** Kutipan untuk Dibaca **

>>>

Halaman ini adalah versi tampilan cetak (print view) dari:
http://sabda.org/publikasi/misi/2013/24

e-JEMMi edisi No. 24 Vol. 16/2013 (10-9-2013)

Kaum Perempuan dalam Ladang Misi (I)

September 2013, Vol.16, No.24
______________________________  e-JEMMi  _____________________________
                   (Jurnal Elektronik Mingguan Misi)
______________________________________________________________________

e-JEMMi -- Kaum Perempuan dalam Ladang Misi
No. 24, Vol. 16, September 2013

Shalom,

Misi merupakan tugas bagi semua orang percaya, baik laki-laki maupun perempuan. 
Meskipun dalam berbagai kebudayaan perempuan sering kali dijadikan sosok kedua 
setelah laki-laki dan hanya berperan untuk mengurus anak dan keluarga, tetapi 
Tuhan juga menaruh hati misi kepada mereka serta memberi mereka kekuatan untuk 
menjadi saksi Kristus di dunia. Karena itu, walaupun dinilai sebagai sosok yang 
lemah, perempuan juga mampu menjadi suluh bagi dunia jika Tuhan yang 
membangkitkannya.

<<<

** Soal Latihan A **
Jawab pertanyaan tentang kutipan e-JEMMi ini:
(i) Tanggal berapa edisi ini terbit?
(ii) Misi disebut sebagai tugas bagi siapa?
(iii) Dalam berbagai kebudayaan, perempuan sering hanya berperan untuk apa?
** Soal Latihan B **
Tuliskan ulang kata demi kata bagian kutipan e-JEMMi ini, mulai dari "Halaman ini adalah" sampai "Ladang Misi (I)".
Baris-baris data di bawah tidak ada hubungannya dengan kutipan ini.

Cuplikan dataset anotasi lokasi:
>>>

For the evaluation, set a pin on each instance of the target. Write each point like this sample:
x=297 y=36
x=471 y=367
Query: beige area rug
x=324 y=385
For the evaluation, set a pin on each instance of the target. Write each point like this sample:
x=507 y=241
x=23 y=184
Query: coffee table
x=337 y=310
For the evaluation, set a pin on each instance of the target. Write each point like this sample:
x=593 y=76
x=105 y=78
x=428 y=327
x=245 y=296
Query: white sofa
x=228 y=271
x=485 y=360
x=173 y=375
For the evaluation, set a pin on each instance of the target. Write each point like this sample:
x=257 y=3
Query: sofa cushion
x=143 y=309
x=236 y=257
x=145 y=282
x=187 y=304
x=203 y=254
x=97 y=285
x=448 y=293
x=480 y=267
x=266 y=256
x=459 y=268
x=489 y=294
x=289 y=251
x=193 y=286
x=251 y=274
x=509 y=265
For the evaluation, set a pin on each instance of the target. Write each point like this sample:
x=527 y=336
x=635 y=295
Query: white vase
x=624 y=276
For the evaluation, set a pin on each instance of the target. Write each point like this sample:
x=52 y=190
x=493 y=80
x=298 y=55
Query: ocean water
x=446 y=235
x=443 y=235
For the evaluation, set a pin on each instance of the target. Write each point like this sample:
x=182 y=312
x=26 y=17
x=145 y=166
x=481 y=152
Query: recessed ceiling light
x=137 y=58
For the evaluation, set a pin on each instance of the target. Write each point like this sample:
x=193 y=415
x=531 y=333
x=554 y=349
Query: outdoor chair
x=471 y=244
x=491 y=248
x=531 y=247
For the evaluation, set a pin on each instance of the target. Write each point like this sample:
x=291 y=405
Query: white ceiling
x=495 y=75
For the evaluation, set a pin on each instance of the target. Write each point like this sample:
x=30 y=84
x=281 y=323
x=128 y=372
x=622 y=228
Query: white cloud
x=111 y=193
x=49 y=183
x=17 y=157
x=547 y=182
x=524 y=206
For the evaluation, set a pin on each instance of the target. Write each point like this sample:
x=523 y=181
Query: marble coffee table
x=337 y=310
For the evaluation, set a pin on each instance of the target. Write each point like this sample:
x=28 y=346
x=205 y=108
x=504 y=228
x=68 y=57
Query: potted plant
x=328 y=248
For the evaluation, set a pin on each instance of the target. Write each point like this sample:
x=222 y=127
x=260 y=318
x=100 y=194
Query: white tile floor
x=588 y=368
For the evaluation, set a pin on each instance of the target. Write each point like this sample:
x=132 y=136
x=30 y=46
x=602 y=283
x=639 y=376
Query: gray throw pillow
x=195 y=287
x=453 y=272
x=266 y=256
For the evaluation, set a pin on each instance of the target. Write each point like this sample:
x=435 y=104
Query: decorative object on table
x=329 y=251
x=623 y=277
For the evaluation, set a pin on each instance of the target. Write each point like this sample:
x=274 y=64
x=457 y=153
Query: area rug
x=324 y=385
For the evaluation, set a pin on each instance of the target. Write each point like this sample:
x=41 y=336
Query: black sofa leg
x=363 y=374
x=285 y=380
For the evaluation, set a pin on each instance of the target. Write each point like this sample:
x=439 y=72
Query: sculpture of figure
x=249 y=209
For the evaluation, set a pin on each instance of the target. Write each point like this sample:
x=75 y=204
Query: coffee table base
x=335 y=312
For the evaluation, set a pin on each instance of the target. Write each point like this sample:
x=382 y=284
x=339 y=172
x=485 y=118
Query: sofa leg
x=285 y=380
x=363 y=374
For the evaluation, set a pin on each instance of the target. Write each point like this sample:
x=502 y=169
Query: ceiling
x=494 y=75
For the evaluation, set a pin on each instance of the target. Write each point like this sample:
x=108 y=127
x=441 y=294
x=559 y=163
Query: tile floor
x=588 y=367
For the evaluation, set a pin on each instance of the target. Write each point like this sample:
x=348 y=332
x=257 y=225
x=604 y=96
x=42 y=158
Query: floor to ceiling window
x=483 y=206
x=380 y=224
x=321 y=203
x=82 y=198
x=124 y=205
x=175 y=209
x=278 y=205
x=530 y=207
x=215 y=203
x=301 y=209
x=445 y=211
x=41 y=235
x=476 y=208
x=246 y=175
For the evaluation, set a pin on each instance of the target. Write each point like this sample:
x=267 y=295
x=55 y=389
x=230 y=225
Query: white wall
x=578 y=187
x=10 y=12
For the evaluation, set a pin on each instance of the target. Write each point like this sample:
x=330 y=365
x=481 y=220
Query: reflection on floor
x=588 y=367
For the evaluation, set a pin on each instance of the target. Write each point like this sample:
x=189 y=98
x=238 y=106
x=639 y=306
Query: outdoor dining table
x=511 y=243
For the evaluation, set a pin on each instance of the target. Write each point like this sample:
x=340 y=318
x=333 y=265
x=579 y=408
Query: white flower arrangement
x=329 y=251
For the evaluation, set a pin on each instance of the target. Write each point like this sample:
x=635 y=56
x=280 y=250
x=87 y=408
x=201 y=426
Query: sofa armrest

<<<

** Jawaban Soal A **
(i) 10-9-2013
(ii) Semua orang percaya, baik laki-laki maupun perempuan
(iii) Mengurus anak dan keluarga

** Jawaban Soal B **
Halaman ini adalah versi tampilan cetak (print view) dari:
http://sabda.org/publikasi/misi/2013/24

e-JEMMi edisi No. 24 Vol. 16/2013 (10-9-2013)

Kaum Perempuan dalam Ladang Misi (I)